_WHAT IS BEING ASKED_
Arrange the lines starting with the line containing "the concrete chunk." and going on through the line containing "[[252, 465], [212, 374], [258, 419], [275, 447]]" as a two-column CSV with the header text,points. Each row holds one line together with the answer line that follows it, with each value in a single quoted field and any line breaks replaced by spaces.

Start

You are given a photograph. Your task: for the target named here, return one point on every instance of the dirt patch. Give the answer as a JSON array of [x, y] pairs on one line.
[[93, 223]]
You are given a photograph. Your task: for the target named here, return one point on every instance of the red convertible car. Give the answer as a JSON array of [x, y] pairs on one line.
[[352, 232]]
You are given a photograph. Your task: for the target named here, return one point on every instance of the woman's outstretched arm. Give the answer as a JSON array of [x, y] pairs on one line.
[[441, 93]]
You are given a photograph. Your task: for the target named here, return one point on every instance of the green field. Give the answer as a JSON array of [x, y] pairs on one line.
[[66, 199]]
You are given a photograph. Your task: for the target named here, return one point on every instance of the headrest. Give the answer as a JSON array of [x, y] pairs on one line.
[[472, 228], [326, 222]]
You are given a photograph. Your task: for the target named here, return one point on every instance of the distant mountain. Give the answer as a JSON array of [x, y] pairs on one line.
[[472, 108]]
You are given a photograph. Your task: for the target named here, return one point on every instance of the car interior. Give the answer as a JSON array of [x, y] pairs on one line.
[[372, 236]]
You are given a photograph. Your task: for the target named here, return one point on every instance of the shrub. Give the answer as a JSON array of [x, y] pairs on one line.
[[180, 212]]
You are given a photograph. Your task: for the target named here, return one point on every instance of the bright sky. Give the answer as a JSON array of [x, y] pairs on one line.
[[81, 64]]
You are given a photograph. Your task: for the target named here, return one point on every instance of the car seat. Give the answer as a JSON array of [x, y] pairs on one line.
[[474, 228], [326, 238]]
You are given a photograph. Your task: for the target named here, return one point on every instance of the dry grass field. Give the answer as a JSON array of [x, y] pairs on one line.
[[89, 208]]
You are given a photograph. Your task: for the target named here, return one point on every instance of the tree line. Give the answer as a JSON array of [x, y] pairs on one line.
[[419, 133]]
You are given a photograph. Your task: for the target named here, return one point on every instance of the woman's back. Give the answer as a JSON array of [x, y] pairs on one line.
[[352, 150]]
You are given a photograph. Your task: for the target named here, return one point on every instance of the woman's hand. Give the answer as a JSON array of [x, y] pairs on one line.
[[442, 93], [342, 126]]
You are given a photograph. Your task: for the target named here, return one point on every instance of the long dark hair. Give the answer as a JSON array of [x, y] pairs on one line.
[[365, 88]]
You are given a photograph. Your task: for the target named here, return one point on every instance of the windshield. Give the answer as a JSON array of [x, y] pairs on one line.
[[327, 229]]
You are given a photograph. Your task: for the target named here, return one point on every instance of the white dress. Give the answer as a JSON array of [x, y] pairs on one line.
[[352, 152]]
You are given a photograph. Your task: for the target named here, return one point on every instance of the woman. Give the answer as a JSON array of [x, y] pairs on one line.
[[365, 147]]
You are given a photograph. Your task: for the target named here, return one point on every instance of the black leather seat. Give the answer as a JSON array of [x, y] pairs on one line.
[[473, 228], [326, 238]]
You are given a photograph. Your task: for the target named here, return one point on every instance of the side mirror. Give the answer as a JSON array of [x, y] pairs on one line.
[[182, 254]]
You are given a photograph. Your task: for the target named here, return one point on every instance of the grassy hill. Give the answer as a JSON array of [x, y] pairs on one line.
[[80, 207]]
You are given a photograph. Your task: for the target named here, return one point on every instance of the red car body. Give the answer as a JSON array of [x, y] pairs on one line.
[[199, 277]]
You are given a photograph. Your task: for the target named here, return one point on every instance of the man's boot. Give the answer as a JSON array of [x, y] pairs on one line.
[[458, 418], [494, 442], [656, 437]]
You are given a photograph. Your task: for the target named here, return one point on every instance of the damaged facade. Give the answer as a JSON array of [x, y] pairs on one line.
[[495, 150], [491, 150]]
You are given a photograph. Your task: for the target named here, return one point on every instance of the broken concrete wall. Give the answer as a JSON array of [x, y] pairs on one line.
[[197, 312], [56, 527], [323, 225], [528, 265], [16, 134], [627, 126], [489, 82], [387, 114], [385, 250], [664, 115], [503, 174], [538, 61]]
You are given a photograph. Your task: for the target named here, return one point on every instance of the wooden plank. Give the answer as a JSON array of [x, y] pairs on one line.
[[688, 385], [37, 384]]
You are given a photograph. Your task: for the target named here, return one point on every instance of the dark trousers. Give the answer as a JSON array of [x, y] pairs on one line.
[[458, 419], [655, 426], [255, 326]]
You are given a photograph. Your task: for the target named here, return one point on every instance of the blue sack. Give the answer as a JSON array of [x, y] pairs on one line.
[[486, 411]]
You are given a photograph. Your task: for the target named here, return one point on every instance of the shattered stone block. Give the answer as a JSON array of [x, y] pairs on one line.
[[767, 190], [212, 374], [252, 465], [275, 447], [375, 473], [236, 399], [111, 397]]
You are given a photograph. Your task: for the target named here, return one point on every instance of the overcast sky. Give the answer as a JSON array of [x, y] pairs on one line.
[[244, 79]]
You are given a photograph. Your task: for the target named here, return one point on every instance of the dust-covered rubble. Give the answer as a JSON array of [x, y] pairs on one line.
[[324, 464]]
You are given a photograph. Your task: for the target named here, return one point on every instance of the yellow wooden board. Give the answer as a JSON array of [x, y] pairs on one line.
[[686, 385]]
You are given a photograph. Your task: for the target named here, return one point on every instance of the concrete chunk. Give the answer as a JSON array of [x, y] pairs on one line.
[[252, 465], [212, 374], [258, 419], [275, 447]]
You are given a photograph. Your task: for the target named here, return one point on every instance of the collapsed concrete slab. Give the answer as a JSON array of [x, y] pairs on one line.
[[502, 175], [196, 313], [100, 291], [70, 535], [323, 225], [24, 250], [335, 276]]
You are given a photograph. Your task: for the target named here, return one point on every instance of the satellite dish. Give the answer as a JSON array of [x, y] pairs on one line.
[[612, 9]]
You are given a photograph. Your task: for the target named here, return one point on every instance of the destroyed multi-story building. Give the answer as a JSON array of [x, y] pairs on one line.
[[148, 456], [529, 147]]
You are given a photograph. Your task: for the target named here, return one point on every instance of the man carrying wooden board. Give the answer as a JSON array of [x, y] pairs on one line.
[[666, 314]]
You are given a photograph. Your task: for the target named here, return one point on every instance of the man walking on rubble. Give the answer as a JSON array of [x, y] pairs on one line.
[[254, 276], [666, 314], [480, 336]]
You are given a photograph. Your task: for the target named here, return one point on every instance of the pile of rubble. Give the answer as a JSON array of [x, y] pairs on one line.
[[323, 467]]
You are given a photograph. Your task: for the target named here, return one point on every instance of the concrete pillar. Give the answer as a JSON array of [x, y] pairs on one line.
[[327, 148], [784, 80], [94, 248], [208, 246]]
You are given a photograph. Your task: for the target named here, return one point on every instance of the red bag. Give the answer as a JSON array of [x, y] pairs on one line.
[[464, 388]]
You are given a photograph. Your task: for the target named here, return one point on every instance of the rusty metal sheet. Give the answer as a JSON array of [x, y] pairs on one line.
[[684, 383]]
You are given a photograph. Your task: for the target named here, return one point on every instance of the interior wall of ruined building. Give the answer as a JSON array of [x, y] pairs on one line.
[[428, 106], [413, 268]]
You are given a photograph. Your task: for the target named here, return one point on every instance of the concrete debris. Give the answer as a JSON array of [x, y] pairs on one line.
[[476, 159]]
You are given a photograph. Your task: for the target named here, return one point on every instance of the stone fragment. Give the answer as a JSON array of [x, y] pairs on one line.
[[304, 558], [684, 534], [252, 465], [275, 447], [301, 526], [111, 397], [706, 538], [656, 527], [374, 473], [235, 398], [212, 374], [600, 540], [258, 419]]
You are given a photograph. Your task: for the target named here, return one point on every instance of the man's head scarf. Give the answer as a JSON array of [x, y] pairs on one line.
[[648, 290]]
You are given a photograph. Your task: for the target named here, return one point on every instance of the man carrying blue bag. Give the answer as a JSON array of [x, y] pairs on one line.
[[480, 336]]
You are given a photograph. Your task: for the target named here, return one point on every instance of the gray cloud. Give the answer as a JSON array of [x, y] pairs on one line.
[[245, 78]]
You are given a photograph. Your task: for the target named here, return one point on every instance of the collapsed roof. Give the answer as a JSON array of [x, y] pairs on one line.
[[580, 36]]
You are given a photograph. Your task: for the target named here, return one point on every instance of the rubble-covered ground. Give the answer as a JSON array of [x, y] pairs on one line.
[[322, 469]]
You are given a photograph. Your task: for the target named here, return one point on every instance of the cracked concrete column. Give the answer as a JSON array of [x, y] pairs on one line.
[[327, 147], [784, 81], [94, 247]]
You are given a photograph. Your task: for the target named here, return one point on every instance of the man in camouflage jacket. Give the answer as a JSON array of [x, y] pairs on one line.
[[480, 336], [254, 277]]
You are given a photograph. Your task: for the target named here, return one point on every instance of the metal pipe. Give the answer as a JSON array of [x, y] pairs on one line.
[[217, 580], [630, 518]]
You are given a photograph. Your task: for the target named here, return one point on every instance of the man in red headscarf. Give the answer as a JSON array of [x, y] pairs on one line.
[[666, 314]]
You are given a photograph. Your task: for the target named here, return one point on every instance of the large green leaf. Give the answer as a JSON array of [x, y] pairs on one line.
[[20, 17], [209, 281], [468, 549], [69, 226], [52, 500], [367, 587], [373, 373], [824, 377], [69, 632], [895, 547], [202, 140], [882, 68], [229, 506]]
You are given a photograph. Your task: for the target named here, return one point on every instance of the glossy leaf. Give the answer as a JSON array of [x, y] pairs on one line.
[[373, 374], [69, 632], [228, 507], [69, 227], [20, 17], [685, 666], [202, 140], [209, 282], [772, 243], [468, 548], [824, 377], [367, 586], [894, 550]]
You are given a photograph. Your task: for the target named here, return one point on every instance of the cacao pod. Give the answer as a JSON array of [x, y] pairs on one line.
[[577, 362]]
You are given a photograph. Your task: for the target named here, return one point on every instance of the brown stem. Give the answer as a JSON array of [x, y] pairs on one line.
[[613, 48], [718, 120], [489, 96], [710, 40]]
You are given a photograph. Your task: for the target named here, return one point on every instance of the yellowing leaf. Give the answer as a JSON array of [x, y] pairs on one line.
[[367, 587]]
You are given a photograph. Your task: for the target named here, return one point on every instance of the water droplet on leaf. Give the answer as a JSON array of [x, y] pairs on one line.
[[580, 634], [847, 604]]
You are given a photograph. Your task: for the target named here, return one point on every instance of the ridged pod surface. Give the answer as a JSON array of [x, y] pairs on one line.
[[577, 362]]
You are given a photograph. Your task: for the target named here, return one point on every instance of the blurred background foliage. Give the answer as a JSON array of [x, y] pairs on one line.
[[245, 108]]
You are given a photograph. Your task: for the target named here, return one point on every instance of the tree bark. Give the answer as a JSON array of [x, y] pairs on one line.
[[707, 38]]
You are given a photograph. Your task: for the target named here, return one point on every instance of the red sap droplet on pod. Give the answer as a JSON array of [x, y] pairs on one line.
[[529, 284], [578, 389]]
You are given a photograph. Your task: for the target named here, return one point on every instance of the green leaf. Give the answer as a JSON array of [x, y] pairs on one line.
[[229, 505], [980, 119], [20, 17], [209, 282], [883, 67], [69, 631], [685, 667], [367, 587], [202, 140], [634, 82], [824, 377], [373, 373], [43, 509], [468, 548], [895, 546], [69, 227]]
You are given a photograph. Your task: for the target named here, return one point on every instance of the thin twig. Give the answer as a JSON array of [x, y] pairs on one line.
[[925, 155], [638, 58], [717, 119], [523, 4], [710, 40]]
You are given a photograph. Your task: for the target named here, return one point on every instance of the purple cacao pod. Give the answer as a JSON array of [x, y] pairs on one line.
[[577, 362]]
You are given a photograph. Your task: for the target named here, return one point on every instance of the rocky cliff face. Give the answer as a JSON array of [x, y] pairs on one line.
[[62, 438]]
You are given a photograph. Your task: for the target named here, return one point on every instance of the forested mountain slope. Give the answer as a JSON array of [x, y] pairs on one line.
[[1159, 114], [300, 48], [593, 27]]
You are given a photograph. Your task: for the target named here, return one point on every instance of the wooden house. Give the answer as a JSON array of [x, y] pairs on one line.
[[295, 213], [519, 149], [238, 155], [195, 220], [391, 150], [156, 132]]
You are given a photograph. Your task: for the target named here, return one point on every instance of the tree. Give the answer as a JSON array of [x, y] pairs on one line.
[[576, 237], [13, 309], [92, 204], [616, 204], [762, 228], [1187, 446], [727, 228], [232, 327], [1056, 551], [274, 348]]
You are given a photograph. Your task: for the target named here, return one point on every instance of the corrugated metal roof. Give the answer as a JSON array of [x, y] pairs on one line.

End

_RESULT OF THIS EXERCISE_
text,points
"You are given a photograph. Your task: for the target named here, return one point on every instance of the concrete chunk. Give the answer as a JSON array of [x, y] pairs on one line.","[[252, 465], [212, 374], [258, 419], [275, 447]]"